» **本文**
↓↓↓

珈琲もう一杯

3月6日、2010年Jリーグ開幕

新たな選手を取る意味

2009-01-06 23:16:14 | サッカー
一つ下の選手権観戦記において、田邉については別途エントリーを記すと書きました。
それをここで記します。

多くの東京系ブロガーの方が記されているように、僕が見た試合における田邉は確かに
運動量は少なく、守備に戻らないというスタイルであることは僕も感じました。そして
そのようなスタイルは、これまでの東京の流れに即さないのではないかとの指摘もなされています。
確かにその通りだと思いますね。

ただ僕は、だからこそ東京は彼を獲得したのではないかと思っているんですよ。より正確に言うと、
だからこそ東京は彼を獲得したのだと願いたいと言いましょうか。東京に来る選手の系譜というか、
僕らサポーターが受け入れやすい選手像というのは、これはもう非常に分かりやすいものがあった。

↑↑↑

» **課題 1**
田邉選手について書かれた本文と、次の(a)〜(c)が合っているかを、それぞれ「はい」か「いいえ」で答えよ。判断の決め手となる本文の言葉を、そのまま引用して添えること。
(a) 筆者は、自分が見た試合で田邉の運動量が少ないと感じた。
(b) 筆者は、田邉のスタイルが東京の流れに即さないという指摘を誤りだと考えている。
(c) 田邉については、選手権観戦記の中で詳しく書かれている。
» **課題 2**
田邉選手の獲得について書かれた本文の続きを、最後の文の後から書き継げ。
ここから先の記録は、本文とは関係のない別の資料である。

» **資料**
↓↓↓

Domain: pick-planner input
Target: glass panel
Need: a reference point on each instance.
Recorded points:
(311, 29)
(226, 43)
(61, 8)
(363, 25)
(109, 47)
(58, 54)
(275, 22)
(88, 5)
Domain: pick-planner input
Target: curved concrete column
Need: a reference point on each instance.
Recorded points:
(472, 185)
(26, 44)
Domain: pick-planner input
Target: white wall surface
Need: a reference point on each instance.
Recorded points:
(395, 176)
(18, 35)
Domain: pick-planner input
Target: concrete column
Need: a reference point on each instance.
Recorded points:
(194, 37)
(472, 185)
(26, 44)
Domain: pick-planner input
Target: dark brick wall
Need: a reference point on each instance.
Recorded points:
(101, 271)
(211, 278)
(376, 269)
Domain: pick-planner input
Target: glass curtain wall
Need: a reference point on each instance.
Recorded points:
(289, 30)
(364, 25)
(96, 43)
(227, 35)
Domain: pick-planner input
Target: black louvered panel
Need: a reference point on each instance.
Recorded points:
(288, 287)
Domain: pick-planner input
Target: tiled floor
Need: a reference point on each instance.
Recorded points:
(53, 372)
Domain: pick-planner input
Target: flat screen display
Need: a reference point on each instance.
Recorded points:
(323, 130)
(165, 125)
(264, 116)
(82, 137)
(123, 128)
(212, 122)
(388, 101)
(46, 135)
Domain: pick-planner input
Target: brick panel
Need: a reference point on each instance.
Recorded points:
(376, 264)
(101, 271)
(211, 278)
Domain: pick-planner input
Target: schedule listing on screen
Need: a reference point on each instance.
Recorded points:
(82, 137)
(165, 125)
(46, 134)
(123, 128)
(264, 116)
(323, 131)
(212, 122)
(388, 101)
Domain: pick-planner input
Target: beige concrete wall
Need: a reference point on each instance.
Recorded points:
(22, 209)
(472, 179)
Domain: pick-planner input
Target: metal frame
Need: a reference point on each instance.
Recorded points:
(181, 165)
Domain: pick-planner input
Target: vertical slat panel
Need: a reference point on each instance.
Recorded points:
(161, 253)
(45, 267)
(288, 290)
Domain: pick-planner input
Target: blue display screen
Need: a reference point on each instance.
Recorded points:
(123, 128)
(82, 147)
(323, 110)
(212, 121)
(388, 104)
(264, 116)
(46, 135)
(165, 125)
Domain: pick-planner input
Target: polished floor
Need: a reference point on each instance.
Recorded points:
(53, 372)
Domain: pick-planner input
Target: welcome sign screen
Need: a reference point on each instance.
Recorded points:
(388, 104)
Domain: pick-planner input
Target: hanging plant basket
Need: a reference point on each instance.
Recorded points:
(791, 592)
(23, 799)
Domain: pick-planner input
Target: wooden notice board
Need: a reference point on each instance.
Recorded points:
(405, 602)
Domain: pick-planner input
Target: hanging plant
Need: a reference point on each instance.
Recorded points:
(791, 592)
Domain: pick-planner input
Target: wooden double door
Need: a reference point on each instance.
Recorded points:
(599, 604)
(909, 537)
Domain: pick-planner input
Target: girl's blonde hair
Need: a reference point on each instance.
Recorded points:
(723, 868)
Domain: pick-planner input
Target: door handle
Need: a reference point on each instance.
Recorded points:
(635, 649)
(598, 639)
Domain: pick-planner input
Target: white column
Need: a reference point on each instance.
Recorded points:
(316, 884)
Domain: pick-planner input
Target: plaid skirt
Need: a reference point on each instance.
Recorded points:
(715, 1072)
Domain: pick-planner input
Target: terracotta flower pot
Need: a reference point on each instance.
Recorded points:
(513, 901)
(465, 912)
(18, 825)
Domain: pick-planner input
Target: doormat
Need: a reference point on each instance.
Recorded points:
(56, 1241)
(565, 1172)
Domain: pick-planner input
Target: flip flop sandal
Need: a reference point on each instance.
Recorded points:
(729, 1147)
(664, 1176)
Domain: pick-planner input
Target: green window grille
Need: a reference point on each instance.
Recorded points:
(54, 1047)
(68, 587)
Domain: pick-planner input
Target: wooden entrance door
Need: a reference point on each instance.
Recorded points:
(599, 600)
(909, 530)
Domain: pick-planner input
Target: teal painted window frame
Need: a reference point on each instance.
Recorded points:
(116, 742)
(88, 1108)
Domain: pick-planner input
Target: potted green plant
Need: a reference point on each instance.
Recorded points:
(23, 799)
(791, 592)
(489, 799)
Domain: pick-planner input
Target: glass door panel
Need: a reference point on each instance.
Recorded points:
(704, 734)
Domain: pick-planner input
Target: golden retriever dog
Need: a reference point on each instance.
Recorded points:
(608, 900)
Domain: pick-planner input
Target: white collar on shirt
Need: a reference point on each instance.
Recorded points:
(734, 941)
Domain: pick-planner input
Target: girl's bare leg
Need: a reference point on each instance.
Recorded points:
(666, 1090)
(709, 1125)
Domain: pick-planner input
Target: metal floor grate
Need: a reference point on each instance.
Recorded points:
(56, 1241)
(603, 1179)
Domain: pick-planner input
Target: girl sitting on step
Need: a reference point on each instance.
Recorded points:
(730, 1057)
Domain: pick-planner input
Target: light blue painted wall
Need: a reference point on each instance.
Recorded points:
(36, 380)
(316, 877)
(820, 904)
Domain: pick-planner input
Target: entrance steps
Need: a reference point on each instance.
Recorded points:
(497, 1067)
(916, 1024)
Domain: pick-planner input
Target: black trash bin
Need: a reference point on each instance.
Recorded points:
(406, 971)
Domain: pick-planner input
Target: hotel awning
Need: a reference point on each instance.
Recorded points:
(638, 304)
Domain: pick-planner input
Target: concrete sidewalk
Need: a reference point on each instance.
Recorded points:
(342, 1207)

↑↑↑

» **解答 1**
(a) はい。「運動量は少なく、守備に戻らないというスタイルであることは僕も感じました」
(b) いいえ。「確かにその通りだと思いますね」
(c) いいえ。「田邉については別途エントリーを記すと書きました」

» **解答 2**
端的に言って、骨惜しみせずどんな時も献身的に動き回る選手というものですわね。それはもちろん
東京がガス時代から継承してきた素晴らしい財産ですし、それを否定するのは愚かなことです。
ただ僕は、それは今後もきちんと受け継いでいくべきだと思う一方で、そろそろ違った色を持つ
選手を確実に使いこなせるようになってほしいとも思うんですね。骨惜しみせず動き回るという
部分に関しては、育成組織上がりの梶山が実は最も異質な選手なのかもしれませんが(笑)、
違った個性を持つ選手が入ることで、お互いがお互いを引き立てあうといった効果があるのでは
ないかと思いまして。別の言い方をすれば、ピッチ上の化学反応といいましょうか。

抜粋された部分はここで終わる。